Data items
*****
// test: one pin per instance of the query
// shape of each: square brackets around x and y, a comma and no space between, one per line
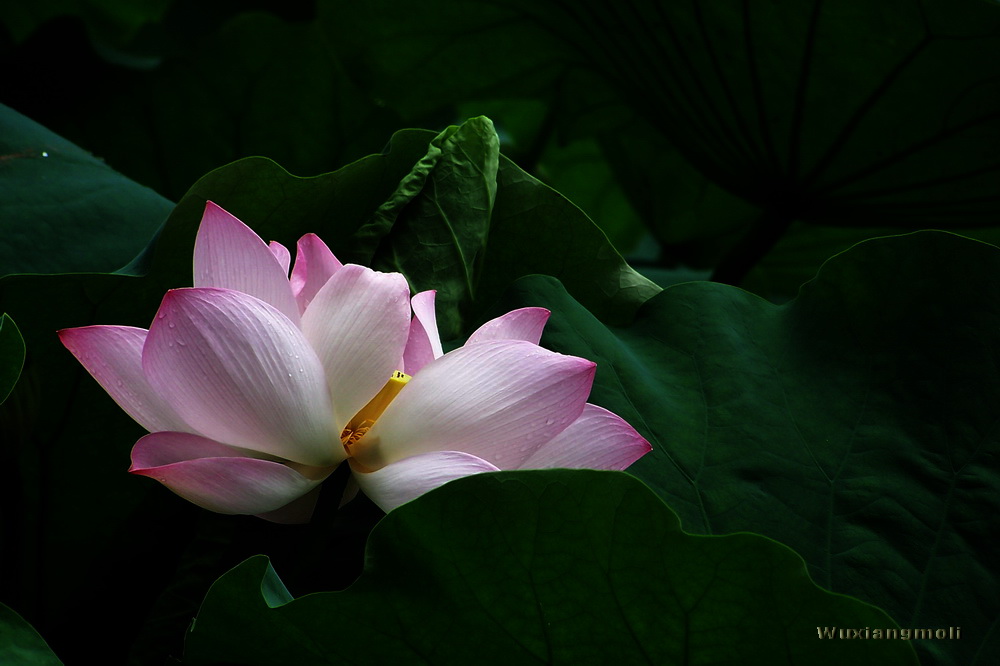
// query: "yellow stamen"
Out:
[365,419]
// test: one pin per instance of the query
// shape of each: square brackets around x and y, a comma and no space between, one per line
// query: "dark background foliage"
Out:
[745,141]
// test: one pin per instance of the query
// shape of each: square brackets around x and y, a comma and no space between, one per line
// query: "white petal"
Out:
[358,323]
[423,344]
[497,400]
[409,478]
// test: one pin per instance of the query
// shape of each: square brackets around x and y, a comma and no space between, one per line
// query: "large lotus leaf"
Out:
[113,20]
[11,355]
[559,566]
[64,210]
[85,527]
[433,228]
[254,85]
[802,250]
[855,111]
[414,195]
[856,423]
[844,113]
[20,644]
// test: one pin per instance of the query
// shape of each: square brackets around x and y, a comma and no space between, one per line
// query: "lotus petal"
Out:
[217,477]
[229,255]
[598,439]
[113,356]
[411,477]
[358,323]
[424,343]
[498,400]
[314,265]
[239,372]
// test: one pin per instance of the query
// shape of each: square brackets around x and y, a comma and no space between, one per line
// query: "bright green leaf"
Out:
[574,567]
[20,644]
[433,228]
[857,423]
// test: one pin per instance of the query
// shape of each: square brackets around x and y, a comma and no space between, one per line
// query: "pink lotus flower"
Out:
[255,385]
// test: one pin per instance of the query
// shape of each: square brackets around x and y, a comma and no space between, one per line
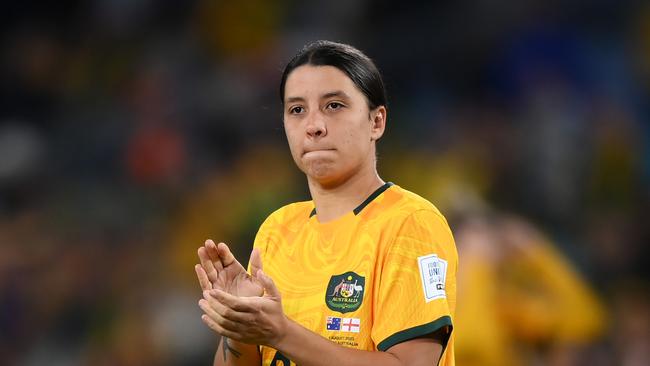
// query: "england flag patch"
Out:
[433,272]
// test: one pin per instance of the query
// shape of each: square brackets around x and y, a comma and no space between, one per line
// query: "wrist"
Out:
[284,334]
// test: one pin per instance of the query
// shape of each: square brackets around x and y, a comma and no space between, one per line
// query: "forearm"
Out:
[306,348]
[233,353]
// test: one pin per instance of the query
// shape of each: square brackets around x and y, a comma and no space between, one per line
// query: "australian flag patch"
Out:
[333,323]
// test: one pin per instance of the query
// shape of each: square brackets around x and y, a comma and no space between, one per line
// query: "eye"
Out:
[335,105]
[296,110]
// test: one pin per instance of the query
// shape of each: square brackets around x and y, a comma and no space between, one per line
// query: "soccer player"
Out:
[365,272]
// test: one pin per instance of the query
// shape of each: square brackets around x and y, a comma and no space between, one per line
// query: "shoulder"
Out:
[403,205]
[293,214]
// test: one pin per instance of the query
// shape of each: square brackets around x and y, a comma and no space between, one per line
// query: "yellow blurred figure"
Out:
[520,300]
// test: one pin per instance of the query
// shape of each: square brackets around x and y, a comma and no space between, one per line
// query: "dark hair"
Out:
[357,66]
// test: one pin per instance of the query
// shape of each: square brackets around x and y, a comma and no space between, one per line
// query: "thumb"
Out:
[270,290]
[255,262]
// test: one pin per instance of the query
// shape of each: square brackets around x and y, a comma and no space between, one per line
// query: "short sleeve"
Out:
[416,293]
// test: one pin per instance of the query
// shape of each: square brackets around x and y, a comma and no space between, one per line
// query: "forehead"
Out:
[314,81]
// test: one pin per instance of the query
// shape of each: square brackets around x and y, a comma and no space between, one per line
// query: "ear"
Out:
[378,119]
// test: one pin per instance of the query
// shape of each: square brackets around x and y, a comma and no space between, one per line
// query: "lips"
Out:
[311,150]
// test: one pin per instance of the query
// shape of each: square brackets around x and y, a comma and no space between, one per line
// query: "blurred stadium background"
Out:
[132,130]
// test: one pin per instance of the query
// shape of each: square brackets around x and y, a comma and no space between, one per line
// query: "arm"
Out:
[219,269]
[260,320]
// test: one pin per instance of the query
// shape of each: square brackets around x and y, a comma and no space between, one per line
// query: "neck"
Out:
[333,202]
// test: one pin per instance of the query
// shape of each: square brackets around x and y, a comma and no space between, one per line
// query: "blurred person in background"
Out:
[365,267]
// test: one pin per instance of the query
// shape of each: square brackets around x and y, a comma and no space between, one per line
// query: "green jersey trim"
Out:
[418,331]
[365,203]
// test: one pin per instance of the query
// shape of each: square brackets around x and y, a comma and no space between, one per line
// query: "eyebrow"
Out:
[335,93]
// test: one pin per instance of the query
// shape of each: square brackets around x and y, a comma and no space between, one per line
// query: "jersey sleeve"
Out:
[417,285]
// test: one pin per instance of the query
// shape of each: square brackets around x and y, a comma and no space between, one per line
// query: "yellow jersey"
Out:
[380,275]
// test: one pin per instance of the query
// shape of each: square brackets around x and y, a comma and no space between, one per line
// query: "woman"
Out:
[364,274]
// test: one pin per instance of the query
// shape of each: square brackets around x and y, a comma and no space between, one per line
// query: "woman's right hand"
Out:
[219,269]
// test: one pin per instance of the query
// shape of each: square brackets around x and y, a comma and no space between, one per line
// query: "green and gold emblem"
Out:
[345,292]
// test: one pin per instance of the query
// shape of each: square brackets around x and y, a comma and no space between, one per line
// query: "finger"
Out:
[213,253]
[217,318]
[269,286]
[226,312]
[241,304]
[255,262]
[206,262]
[226,256]
[204,281]
[219,329]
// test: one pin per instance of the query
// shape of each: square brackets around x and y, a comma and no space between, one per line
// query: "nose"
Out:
[316,127]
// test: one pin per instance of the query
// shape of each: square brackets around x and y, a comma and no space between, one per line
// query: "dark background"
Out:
[132,130]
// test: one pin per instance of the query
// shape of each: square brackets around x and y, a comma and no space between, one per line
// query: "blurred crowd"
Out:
[131,131]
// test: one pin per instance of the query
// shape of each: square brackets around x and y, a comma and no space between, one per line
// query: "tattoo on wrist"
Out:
[226,348]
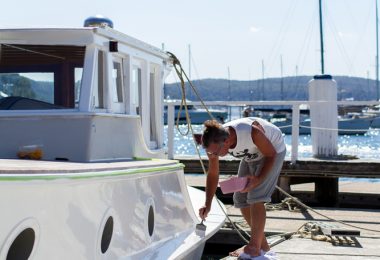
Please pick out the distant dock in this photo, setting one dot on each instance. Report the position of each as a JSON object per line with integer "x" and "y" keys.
{"x": 355, "y": 203}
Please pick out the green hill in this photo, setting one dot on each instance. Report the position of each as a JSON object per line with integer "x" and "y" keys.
{"x": 294, "y": 88}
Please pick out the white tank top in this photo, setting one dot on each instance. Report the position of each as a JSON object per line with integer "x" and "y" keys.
{"x": 245, "y": 147}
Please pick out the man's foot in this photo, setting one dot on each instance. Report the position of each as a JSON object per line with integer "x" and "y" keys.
{"x": 237, "y": 252}
{"x": 251, "y": 250}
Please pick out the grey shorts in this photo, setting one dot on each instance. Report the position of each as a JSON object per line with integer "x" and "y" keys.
{"x": 263, "y": 192}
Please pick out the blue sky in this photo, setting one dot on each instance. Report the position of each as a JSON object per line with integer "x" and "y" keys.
{"x": 240, "y": 35}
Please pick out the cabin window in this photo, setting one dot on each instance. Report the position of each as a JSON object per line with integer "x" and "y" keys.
{"x": 136, "y": 88}
{"x": 40, "y": 76}
{"x": 78, "y": 72}
{"x": 118, "y": 86}
{"x": 99, "y": 95}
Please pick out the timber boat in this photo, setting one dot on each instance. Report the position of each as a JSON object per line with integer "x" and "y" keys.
{"x": 83, "y": 173}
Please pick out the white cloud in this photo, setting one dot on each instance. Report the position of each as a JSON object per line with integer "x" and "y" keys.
{"x": 342, "y": 34}
{"x": 254, "y": 29}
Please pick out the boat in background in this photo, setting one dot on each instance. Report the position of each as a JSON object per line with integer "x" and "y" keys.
{"x": 83, "y": 173}
{"x": 350, "y": 124}
{"x": 197, "y": 115}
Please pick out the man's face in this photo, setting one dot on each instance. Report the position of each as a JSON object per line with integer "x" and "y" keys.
{"x": 217, "y": 149}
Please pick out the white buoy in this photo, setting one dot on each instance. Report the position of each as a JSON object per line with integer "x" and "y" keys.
{"x": 323, "y": 116}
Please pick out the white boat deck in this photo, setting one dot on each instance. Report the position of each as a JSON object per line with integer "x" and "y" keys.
{"x": 18, "y": 166}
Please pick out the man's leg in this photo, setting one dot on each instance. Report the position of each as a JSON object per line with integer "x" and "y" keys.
{"x": 257, "y": 220}
{"x": 246, "y": 212}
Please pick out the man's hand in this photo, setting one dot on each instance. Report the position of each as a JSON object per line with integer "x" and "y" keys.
{"x": 253, "y": 182}
{"x": 203, "y": 212}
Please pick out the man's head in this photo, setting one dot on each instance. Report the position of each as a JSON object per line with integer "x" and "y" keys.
{"x": 214, "y": 138}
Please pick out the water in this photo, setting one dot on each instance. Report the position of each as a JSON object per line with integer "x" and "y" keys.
{"x": 362, "y": 146}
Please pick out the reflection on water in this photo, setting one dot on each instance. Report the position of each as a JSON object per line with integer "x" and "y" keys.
{"x": 363, "y": 146}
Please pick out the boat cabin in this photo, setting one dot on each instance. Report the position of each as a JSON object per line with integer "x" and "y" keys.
{"x": 80, "y": 94}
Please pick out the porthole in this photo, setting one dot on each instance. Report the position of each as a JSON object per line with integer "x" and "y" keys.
{"x": 151, "y": 220}
{"x": 22, "y": 245}
{"x": 22, "y": 241}
{"x": 107, "y": 235}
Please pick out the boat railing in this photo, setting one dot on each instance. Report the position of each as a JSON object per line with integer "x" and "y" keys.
{"x": 295, "y": 107}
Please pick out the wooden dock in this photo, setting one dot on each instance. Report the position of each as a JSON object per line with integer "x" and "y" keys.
{"x": 281, "y": 220}
{"x": 316, "y": 183}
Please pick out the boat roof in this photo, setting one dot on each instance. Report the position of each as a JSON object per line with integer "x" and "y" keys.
{"x": 73, "y": 36}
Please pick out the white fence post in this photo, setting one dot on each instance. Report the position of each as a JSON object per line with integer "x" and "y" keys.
{"x": 295, "y": 131}
{"x": 170, "y": 121}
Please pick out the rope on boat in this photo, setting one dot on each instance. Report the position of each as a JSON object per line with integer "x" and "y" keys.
{"x": 180, "y": 72}
{"x": 296, "y": 200}
{"x": 331, "y": 129}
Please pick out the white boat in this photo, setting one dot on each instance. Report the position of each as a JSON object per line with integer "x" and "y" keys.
{"x": 351, "y": 124}
{"x": 346, "y": 126}
{"x": 197, "y": 115}
{"x": 93, "y": 182}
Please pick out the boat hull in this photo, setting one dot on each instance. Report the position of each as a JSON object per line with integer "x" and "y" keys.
{"x": 69, "y": 212}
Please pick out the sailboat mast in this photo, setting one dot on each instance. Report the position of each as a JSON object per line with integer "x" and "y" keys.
{"x": 377, "y": 54}
{"x": 321, "y": 37}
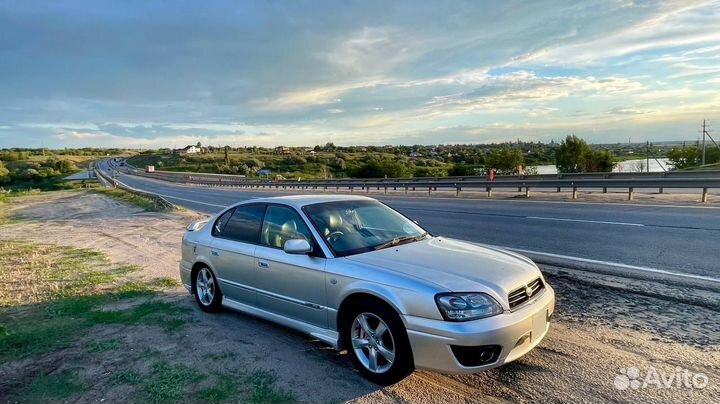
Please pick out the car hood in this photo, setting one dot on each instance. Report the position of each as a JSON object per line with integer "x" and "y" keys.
{"x": 455, "y": 265}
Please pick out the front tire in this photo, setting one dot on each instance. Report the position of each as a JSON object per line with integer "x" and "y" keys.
{"x": 207, "y": 293}
{"x": 378, "y": 344}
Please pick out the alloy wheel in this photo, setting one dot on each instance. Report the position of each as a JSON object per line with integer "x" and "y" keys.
{"x": 372, "y": 343}
{"x": 205, "y": 286}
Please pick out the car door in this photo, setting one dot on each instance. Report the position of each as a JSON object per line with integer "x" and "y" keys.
{"x": 292, "y": 285}
{"x": 232, "y": 251}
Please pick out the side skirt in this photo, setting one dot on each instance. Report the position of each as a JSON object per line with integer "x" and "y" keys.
{"x": 329, "y": 337}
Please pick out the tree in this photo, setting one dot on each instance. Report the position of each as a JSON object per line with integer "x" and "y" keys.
{"x": 571, "y": 155}
{"x": 460, "y": 170}
{"x": 505, "y": 160}
{"x": 379, "y": 169}
{"x": 599, "y": 161}
{"x": 684, "y": 157}
{"x": 4, "y": 174}
{"x": 65, "y": 166}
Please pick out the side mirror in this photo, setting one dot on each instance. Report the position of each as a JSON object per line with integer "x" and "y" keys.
{"x": 297, "y": 246}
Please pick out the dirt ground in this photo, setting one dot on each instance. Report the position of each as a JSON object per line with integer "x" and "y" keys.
{"x": 604, "y": 327}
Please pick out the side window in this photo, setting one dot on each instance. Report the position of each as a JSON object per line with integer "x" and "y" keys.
{"x": 221, "y": 222}
{"x": 281, "y": 224}
{"x": 244, "y": 224}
*****
* **Task prompt**
Restate the final lines of the listing above word for word, beginning at the line that contains "Please pick out the car hood".

* **Answer in full**
Please pick out the car hood in this photo, setting one dot on each instance. Report the position of each as a JSON object per line with integer "x" and "y" keys.
{"x": 455, "y": 265}
Please pick out the front tire in this photo, setting one dot on each instance. Report the position of each as a JSON object per line with integer "x" and "y" keys.
{"x": 207, "y": 293}
{"x": 378, "y": 344}
Please pick out the alloy wheel in this photo, setting one dot on each instance. Report the position of each as a JSON object per line with integer "x" and "y" keys.
{"x": 372, "y": 343}
{"x": 205, "y": 286}
Please pick out the car door in this photo, setting one dot on each instance. Report the position of each as a JSON object per line with integer "x" and "y" keys.
{"x": 292, "y": 285}
{"x": 232, "y": 251}
Please pick out the side skirt in this photo, setting one dot on each instance. Report the position of each as a JSON object per line with integer "x" and "y" keys.
{"x": 329, "y": 337}
Please pick out the tree in this photo, setting one dot on each instance. Report the position of each as a JSON object per line with integer "x" and "y" keys.
{"x": 571, "y": 155}
{"x": 460, "y": 170}
{"x": 505, "y": 160}
{"x": 379, "y": 169}
{"x": 599, "y": 161}
{"x": 684, "y": 157}
{"x": 4, "y": 174}
{"x": 65, "y": 166}
Please pick out the side mirror in this photo, setting one dot on each instance. Report the position of each as a JSON object per line with integer "x" and "y" keys.
{"x": 297, "y": 246}
Please pick out the dirt ground in this photo, setting one dot on each instance. Report the position of each as a JSON object per line with integer "x" and "y" keys.
{"x": 604, "y": 327}
Please pick out the side window in this photo, setting one dot on each instance. Report the position of each as a JSON object per line with integer "x" and "y" keys.
{"x": 221, "y": 222}
{"x": 281, "y": 224}
{"x": 244, "y": 224}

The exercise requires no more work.